## Prompt
Beginning with the line in which "Target: grass field" appears, transcribe each line word for word until the records end. Do not include pictures.

(Point-per-instance localization data)
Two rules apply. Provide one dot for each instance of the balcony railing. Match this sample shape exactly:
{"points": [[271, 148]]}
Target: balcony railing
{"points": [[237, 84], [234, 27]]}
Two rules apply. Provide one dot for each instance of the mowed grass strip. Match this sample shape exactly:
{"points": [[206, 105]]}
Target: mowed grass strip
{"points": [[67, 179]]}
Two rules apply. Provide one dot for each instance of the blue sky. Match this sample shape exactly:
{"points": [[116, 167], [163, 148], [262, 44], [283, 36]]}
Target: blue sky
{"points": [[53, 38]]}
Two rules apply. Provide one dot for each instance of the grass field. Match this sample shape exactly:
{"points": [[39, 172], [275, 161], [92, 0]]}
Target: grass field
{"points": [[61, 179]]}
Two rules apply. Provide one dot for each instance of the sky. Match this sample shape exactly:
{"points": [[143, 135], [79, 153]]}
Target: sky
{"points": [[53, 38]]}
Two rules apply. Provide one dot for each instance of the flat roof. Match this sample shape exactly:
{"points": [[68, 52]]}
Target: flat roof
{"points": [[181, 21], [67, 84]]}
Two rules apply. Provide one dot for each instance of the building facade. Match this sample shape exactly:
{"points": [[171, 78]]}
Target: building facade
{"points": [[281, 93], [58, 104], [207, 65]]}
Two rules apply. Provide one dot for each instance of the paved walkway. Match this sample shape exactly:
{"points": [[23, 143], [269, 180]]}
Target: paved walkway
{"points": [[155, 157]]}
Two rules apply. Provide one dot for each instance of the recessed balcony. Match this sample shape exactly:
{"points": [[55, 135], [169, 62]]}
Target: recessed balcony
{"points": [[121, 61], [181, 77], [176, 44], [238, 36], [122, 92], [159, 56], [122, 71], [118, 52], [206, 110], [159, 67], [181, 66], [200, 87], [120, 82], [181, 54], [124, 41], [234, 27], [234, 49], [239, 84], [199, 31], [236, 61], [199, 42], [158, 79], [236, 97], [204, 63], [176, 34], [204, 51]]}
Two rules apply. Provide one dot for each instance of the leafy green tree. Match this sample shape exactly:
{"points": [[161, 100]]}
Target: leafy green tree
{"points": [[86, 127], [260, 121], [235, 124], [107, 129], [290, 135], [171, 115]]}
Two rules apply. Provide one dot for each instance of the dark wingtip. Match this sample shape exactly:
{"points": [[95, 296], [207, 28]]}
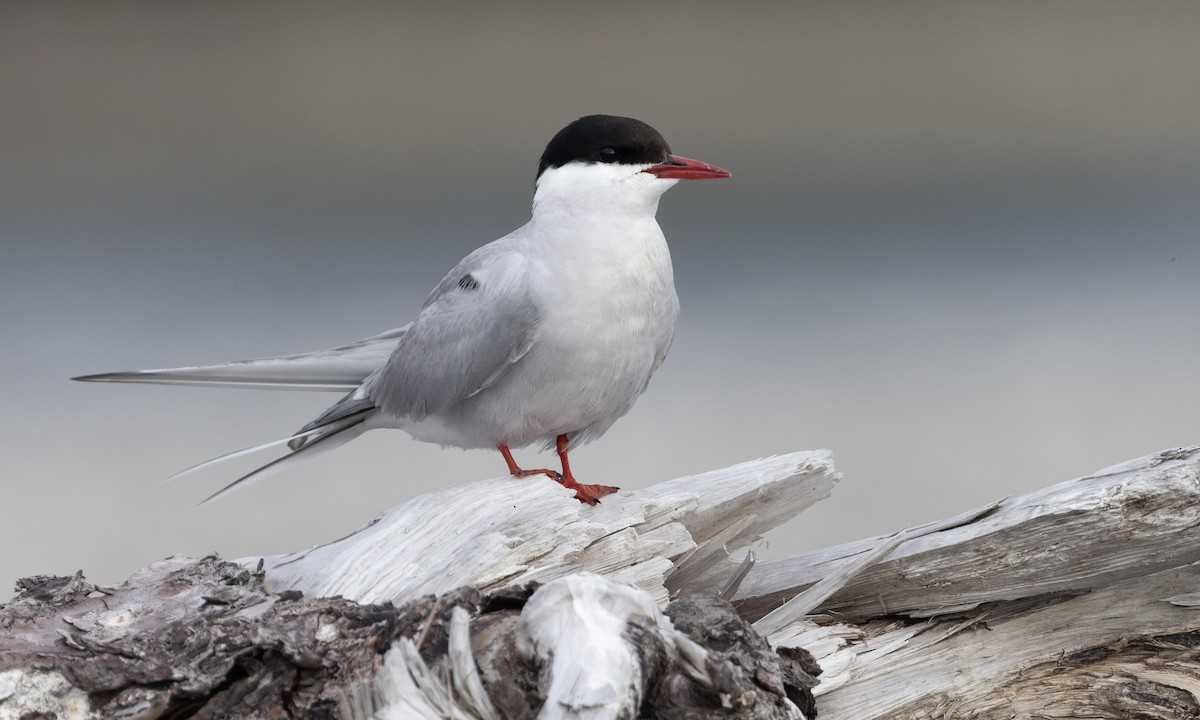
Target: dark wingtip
{"points": [[102, 377]]}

## Result
Target: grass field
{"points": [[61, 179]]}
Two rules apply. Provide one dot for each instance of the sky. Match this sample shape exactly:
{"points": [[143, 135], [79, 153]]}
Target: sky
{"points": [[53, 38]]}
Two rules apply. Provide one dot for each instance of the flat roof. Match this sample shape exactly:
{"points": [[68, 52]]}
Target: flat roof
{"points": [[181, 21], [67, 84]]}
Two rules apply. Provide one dot for each instance of the building facade. Match this sample shape exactly:
{"points": [[171, 78]]}
Target: building facade
{"points": [[281, 93], [58, 104], [207, 65]]}
Two rules apply. Provide one dot for each instance of the paved walkway. Match this sample shape exactly:
{"points": [[23, 143], [269, 180]]}
Target: paved walkway
{"points": [[155, 157]]}
Two rules apply. Provide one dot for each instance of the recessed balcony. Match this sample shape exactly:
{"points": [[55, 135], [169, 62]]}
Target: recessed balcony
{"points": [[121, 61], [181, 77], [176, 44], [238, 36], [122, 92], [159, 56], [122, 71], [118, 52], [206, 110], [159, 67], [181, 66], [200, 87], [120, 82], [181, 54], [124, 41], [234, 27], [234, 49], [239, 84], [199, 31], [236, 61], [199, 42], [158, 79], [236, 97], [204, 63], [176, 34], [204, 51]]}
Two rules apply. Provide one dot for each instance of the leafy green tree. Match this sample shape exactly:
{"points": [[161, 100]]}
Target: leafy green tree
{"points": [[86, 127], [260, 121], [235, 124], [107, 129], [290, 135], [171, 115]]}
Two rules apply. Provide one dot for each instance of the dark wingtip. Match this sample shape exactly:
{"points": [[95, 296], [207, 28]]}
Target: dark wingtip
{"points": [[102, 377]]}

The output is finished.